* BEGIN MATERIAL *
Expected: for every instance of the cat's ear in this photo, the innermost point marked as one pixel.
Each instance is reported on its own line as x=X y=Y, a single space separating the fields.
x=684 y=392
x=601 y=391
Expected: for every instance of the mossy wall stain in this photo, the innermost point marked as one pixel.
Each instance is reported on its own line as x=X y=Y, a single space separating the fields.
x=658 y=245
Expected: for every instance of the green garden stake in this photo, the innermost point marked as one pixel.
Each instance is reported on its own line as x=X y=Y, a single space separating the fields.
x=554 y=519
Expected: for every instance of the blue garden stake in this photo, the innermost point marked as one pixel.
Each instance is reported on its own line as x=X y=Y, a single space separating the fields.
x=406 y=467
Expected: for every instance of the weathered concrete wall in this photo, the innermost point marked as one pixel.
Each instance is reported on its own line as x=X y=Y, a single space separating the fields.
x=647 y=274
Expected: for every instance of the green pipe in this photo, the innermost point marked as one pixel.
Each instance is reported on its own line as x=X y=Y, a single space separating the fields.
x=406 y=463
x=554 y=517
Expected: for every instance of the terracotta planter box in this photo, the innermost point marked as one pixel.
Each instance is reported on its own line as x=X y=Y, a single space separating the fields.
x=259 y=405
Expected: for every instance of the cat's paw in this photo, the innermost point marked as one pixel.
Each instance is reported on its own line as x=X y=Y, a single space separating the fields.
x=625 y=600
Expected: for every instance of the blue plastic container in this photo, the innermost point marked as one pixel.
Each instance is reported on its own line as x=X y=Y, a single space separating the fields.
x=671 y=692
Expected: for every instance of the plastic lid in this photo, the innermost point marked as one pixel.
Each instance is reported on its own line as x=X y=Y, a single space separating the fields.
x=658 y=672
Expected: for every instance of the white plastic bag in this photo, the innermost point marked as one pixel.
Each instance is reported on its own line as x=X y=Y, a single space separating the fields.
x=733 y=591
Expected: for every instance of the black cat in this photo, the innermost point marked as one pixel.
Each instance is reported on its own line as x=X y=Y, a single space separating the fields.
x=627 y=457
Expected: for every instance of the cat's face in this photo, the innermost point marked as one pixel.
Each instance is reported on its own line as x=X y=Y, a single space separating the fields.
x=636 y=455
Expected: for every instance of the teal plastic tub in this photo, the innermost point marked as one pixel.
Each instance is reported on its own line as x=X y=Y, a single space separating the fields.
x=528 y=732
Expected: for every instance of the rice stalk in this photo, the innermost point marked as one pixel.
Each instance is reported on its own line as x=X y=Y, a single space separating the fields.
* END MATERIAL *
The records above must be output exactly, in full.

Expected: for every instance of the cat's ear in this photo, the innermost point marked as one pixel.
Each instance is reported on its own line as x=X y=Y, a single space separating the fields.
x=684 y=392
x=601 y=391
Expected: for every instance of the mossy wall stain in this photo, the innermost point marked as one pixel.
Each instance is reported on its own line as x=X y=Y, a single space separating the fields.
x=658 y=245
Expected: for every instance of the green garden stake in this photo, the innermost point marked as one pixel.
Each instance is reported on its own line as x=X y=Y, a single space separating the fields.
x=554 y=519
Expected: for every instance of the blue garden stake in this photo, the innermost point marked as one pixel.
Each instance is reported on its own line as x=X y=Y, a single space separating the fields.
x=406 y=467
Expected: for every instance of the weathered concrete wall in this photo, the innermost point marked as one pixel.
Each instance is reported on its own line as x=X y=Y, a single space separating the fields.
x=647 y=274
Expected: for every instance of the green pipe in this photo, the innermost point marked as one pixel.
Each instance is reported on its own line as x=X y=Y, a single space separating the fields.
x=406 y=463
x=554 y=517
Expected: for every instance of the terracotta planter box in this photo, the innermost point marked as one pixel.
Each instance is reported on its own line as x=X y=Y, a single space separating the fields.
x=259 y=405
Expected: for every instance of the cat's paw in this photo, the innermost point marked as one pixel.
Each instance is reported on its own line as x=X y=Y, a single space separating the fields.
x=625 y=600
Expected: for every instance of the blue plastic container in this photo, the innermost point marked as one pixel.
Each instance is reported on its own line as x=X y=Y, a single space separating the fields.
x=671 y=692
Expected: for every instance of the plastic lid in this photo, the innermost point marked as one pixel.
Each instance is reported on its own line as x=X y=Y, a single space separating the fields.
x=658 y=672
Expected: for every instance of the white plastic bag in this photo, the innermost point marked as one pixel.
Each instance is reported on its own line as x=X y=Y, a single space separating the fields.
x=733 y=591
Expected: for every instance of the black cat in this photo, the innermost point marked as one pixel.
Each instance is reported on its own line as x=X y=Y, a single space separating the fields.
x=627 y=457
Expected: for every instance of the cat's face in this photo, the innermost point marked as one pixel.
Each instance is reported on its own line as x=X y=Y, a single space separating the fields.
x=636 y=455
Expected: for every instance of the teal plastic tub in this photo, the innermost point marked as one pixel.
Each instance is reported on its own line as x=X y=Y, a single space separating the fields.
x=528 y=732
Expected: for every instance of the rice stalk in this photo, the innermost point marked as one pixel.
Each instance is reported on its own line as x=X y=Y, a single space separating the fields.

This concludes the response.